Set of tasks =>
A) Using the abstract on posture and plasma nitrite, decide whether each statement below agrees with it. Answer yes or no for each and quote the deciding words. (i) Fourteen participants completed the study's trials. (ii) Plasma nitrate differed significantly between measurement points. (iii) The cycling was performed at 80% of the age-predicted maximal heart rate.
B) According to the abstract on posture and plasma nitrite, what formula was used to calculate the change in plasma volume?
#### Page excerpt ####
Postural induced changes in plasma volume inversely influences plasma nitrite concentration in humans

Liddle, Luke and Monaghan, Chris and McIlvenna, Luke C and Burleigh, Mia C. and Muggeridge, David J. and Easton, Chris (2017) Postural induced changes in plasma volume inversely influences plasma nitrite concentration in humans. Medicine and Science in Sports and Exercise. p. 1002. ISSN 1530-0315 (

Full text not available in this repository.Request a copy


Moving from a supine to a standing position typically reduces plasma volume (PV) and while this increases the concentration of some molecules in the blood, the effect on plasma nitrate [NO3-] and nitrite [NO2-] has not been reported. PURPOSE: To determine the change (Δ) in PV, [NO3-] and [NO2-] while lying supine, sitting, standing, and following short-duration exercise. METHODS: Fourteen participants (9 male, age 27 ± 4 yr, body mass 71 ± 11 kg) completed two trials. The first was conducted with no dietary intervention (control; CON) and the second was preceded by ingestion of 3 x 70 ml of NO3--rich beetroot juice the day before and 2 x 70 ml two hours before the trial (BR; total of ~31 mmol NO3-). Both trials comprised 30 min lying supine followed by 2 min of standing, 2 min of sitting, and then 5 min of cycling at 60% of the age-predicted maximal heart rate. Repeated blood samples were collected to allow measurements of haemoglobin and haematocrit in whole blood and plasma [NO3-] and [NO2-] by chemiluminescence. The ΔPV was calculated using the Dill and Costill formula. RESULTS: Following the supine phase, PV increased from baseline in both trials (CON Δ12.6 ± 10.3 %; BR Δ12.5 ± 7 %, both P<0.01) and then decreased upon standing (CON Δ‒5.2 ± 3.8 %, P<0.01; BR Δ‒4.0 ± 3.5%, P=0.02), sitting (CON Δ‒10.1 ± 3.7 %; BR Δ‒6.4 ± 3.6 %, both P<0.001) and following exercise (CON Δ‒18.1 ± 5 %; BR Δ‒15.5 ± 3.4 %, both P<0.001). Plasma [NO2-] levels at baseline were 120 ± 49 nM and 357 ± 129 nM in CON and BR, respectively. Plasma [NO2-] decreased from baseline after lying supine in both trials (CON 77 ± 30 nM; BR 231 ± 92 nM, both P<0.05) before increasing during standing (CON 109 ± 42 nM; BR 297 ± 105 nM, both P<0.001) and sitting (CON 131 ± 43 nM; BR 385 ± 125 nM, both P<0.002). Plasma [NO2-] remained elevated following exercise in the CON trial (125 ± 61 nM, P<0.05) but was not different to the 30 min supine value in the BR trial. There were no statistical differences in [NO3-] between measurement points in either condition (all P>0.05). CONCLUSIONS: Plasma [NO2-] changes in the opposite direction to PV during changes in posture, both in the presence and absence of prior dietary NO3- supplementation. Given that [NO2-] offers the best approximation of nitric oxide bioavailability, researchers must be cognisant of these outcomes when designing and interpreting dietary NO3- research.
#### Provided data ####
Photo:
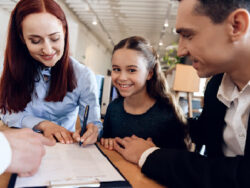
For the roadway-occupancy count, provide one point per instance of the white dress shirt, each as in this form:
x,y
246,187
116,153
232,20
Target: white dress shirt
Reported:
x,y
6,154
####
#### Provided data ####
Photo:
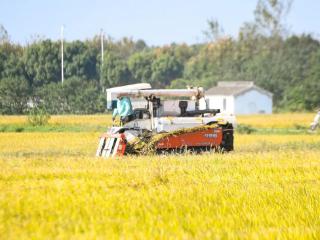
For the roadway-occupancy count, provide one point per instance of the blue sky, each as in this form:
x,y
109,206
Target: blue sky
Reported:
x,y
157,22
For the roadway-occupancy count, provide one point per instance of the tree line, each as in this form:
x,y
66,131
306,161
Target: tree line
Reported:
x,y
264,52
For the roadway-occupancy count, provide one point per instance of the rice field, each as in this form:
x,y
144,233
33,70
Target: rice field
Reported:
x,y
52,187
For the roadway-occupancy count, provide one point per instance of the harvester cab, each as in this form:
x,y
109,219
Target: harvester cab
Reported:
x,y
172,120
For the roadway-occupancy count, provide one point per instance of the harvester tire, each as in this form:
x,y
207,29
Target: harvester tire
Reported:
####
#### Provided data ####
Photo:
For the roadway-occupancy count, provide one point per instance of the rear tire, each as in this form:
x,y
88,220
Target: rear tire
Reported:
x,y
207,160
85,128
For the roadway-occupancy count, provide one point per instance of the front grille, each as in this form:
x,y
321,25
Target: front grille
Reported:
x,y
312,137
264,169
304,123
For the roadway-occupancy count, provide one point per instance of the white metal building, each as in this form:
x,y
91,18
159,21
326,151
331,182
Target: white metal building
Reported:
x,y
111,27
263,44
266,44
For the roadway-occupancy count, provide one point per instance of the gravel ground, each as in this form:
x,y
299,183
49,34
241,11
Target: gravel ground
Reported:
####
Responses per task =>
A)
(i) Yes: "Fourteen participants (9 male, age 27 ± 4 yr, body mass 71 ± 11 kg) completed two trials."
(ii) No: "There were no statistical differences in [NO3-] between measurement points in either condition (all P>0.05)."
(iii) No: "5 min of cycling at 60% of the age-predicted maximal heart rate"

B) The Dill and Costill formula.